• _Task to carry out_:
Filter the entries below and copy out each line that contains the word "vest", matching case exactly.

____ Records supplied

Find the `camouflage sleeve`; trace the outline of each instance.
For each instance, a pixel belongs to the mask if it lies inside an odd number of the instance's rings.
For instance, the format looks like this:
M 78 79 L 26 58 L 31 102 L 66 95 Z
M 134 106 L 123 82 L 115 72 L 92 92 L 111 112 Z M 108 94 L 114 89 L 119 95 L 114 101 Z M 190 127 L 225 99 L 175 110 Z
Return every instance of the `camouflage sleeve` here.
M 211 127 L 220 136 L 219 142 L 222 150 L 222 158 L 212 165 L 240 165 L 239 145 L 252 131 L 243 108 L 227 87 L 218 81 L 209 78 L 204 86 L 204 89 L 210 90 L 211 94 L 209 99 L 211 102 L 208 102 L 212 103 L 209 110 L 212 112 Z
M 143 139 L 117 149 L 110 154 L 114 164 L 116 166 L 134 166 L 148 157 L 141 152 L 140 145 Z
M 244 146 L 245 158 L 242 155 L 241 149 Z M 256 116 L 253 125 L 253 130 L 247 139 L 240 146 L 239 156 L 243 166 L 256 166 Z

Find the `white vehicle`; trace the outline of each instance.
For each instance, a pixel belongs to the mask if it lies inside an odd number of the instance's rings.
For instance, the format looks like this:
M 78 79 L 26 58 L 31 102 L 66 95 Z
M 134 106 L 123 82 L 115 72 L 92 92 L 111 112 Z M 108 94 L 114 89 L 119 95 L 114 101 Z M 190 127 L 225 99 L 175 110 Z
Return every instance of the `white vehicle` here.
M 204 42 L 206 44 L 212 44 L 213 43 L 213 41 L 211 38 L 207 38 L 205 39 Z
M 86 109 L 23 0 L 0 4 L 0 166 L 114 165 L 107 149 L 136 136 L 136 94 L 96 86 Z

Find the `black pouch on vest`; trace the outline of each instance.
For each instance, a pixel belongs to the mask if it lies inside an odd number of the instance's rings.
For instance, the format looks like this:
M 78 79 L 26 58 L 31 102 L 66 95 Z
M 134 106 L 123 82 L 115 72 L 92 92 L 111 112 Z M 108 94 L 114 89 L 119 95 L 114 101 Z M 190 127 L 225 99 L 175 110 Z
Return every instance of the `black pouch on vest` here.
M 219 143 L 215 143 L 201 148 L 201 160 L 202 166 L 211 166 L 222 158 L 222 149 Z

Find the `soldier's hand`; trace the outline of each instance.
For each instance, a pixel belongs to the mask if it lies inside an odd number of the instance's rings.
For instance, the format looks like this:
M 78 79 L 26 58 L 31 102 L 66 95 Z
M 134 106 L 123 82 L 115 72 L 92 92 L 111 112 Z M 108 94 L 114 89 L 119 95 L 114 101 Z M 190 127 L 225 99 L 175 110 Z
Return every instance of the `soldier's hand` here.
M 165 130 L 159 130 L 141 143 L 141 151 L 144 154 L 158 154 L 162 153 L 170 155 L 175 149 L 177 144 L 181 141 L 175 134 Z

________

• _Answer in full_:
Find the `black pouch on vest`; trace the outline of each instance.
Return every instance of the `black pouch on vest` here.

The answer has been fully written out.